→ Given task a: Identify each line in the records that contains the string "pattern", and copy those lines.

There is no hydraulic system to inspect - more evidence of the simplicity of design. The lack of hydraulics requires a trim system to absorb feedback from the rotor and reposition the stick datum as required by the pilot. If the trim system fails, the forces required by the pilot to overcome them are about 7kg. This is not excessive, but the pilot would want to land somewhere convenient fairly soon.
The two vertical fins are designed to help keep the aircraft in balanced flight and thus give directional stability - a feature which was proven when we flew the aircraft hands and feet off the controls.
The tail rotor, that most critical and potentially performance-restricting component, has longer blades than the piston-engined model to ensure it provides adequate power in all conditions, especially when in hot, high and heavy flight. To check this, we went to the maximum outside ground effect hover at near maximum weight, and later flew the aircraft to its flight manual limitations of at least 35kt sideways and backwards. There are no critical hovering areas with winds up to 35kt from all directions.
Chandler offered me the captain's seat on the left side. This position makes the 480 an excellent vehicle for vertical reference flying, where the pilot has to lean out to view his load on the end of a long line and remain leaning out until he has got the load off the ground, clearing any obstructions. Doing this from the right-hand seat often restricts the pilot from leaning out far enough because his left hand needs to stay on the collective lever and throttle. The Enstrom can be flown with the doors off, which helps such an operation.
Strusts hold the two big doors open - useful when managing passengers. I strapped myself in, adjusted the seat along the rails (there is no height adjustment) and the pedals for reach - there is a 200mm (8in) fore/aft travel adjustment. The passengers also have shoulder harnesses, an important safety addition because most of the injuries to occupants of any aircraft in a crash occurs when the top half of the body hits something solid.
The 480 has a well-designed, ergonomically pleasing cockpit and cabin. The initial impression is the excellent amount of visibility. About 60% of the cabin is devoted to doors and window space. I later explored this when doing a very steep approach to a target, a vertical climb and descent and steep turns. There is no overhead panel to obscure vision or cause neck strain. All the necessary instruments, controls, warning lights, even circuit-breakers, are neatly positioned on the instrument panel, centre console and just below the console (anti-ice, heater, particle separator and vent.)
Our aircraft had a full set of (single) blind flying instruments, including air-speed indicator, attitude indicator, barometric altimeter, radalt, directional gyro, vertical speed indicator, clock and the usual engine, rotor and temperature, pressure and fuel contents indicators. Three prominent red lights dominate the top of the instrument panel: Fire, Engine Out and Rotor RPM. The engine out and low rotor rpm also have an audio warning, and although it does not come through the headset, it can still be heard. Because both events are potentially lethal, I would prefer the audio to be routed through the headsets as well. Overhead, in the centre, are small, compact charts giving Vne for all conditions of height, weight and temperature.

→ Given task b: Please reproduce the part of the Enstrom 480 passage starting with "The tail rotor, that" and going on through "from all directions.".

→ Extracted material:
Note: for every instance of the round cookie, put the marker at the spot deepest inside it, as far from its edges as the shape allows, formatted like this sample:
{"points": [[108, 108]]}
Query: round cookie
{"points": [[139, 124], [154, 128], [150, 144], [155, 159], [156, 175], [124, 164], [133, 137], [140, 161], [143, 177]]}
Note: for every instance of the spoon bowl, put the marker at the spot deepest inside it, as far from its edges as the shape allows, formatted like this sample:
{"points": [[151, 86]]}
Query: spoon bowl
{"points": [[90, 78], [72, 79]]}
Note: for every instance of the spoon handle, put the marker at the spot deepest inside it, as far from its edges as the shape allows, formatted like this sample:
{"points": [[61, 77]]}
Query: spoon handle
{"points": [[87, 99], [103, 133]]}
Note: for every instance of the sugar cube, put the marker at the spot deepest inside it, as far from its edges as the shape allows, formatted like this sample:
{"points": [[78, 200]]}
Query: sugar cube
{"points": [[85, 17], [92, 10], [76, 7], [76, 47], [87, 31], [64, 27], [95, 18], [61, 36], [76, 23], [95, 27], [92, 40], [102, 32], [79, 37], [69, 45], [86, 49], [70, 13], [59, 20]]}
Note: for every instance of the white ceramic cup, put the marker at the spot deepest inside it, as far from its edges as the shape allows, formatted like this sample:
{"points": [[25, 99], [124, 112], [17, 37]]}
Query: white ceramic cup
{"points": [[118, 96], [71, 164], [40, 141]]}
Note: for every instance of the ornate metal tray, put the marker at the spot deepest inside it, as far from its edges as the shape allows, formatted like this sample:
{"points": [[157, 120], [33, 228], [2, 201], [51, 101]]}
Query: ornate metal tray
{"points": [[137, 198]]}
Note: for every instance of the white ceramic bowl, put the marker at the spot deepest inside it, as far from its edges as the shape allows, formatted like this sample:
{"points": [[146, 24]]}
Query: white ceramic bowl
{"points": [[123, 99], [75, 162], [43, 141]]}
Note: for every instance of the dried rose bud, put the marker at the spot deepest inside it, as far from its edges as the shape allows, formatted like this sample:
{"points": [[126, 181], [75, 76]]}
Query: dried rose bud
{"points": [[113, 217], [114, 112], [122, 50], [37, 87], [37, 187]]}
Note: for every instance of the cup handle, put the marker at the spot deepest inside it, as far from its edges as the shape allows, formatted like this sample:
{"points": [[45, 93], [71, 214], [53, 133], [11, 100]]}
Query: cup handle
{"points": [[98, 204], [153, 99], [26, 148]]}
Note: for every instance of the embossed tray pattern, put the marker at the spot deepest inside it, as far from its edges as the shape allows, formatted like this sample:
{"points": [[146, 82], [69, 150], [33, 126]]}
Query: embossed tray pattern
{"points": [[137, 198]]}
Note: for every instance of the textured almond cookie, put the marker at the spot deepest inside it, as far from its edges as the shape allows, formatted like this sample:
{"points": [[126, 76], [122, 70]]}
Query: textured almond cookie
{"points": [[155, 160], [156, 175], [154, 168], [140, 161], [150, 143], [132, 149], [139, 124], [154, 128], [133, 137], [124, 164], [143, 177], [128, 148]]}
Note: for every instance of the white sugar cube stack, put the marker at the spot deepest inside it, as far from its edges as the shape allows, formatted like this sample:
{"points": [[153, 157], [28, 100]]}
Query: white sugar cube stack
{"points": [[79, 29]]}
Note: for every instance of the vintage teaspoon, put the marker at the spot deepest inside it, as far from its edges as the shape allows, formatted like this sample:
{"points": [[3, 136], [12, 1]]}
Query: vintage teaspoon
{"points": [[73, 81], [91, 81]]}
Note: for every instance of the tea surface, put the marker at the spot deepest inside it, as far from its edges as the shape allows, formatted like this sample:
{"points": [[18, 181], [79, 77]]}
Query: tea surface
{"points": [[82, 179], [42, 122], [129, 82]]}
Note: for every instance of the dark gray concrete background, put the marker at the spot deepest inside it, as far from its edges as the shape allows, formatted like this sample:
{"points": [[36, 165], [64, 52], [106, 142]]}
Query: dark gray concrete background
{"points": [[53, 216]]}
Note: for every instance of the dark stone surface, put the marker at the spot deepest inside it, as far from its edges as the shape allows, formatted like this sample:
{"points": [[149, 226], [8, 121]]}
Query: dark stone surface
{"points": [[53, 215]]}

→ Task result a:
Note: for every instance of the embossed tray pattern, put the marker at the spot deepest inside it, as far from its edges as the shape allows, formatted like this sample:
Query: embossed tray pattern

→ Task result b:
The tail rotor, that most critical and potentially performance-restricting component, has longer blades than the piston-engined model to ensure it provides adequate power in all conditions, especially when in hot, high and heavy flight. To check this, we went to the maximum outside ground effect hover at near maximum weight, and later flew the aircraft to its flight manual limitations of at least 35kt sideways and backwards. There are no critical hovering areas with winds up to 35kt from all directions.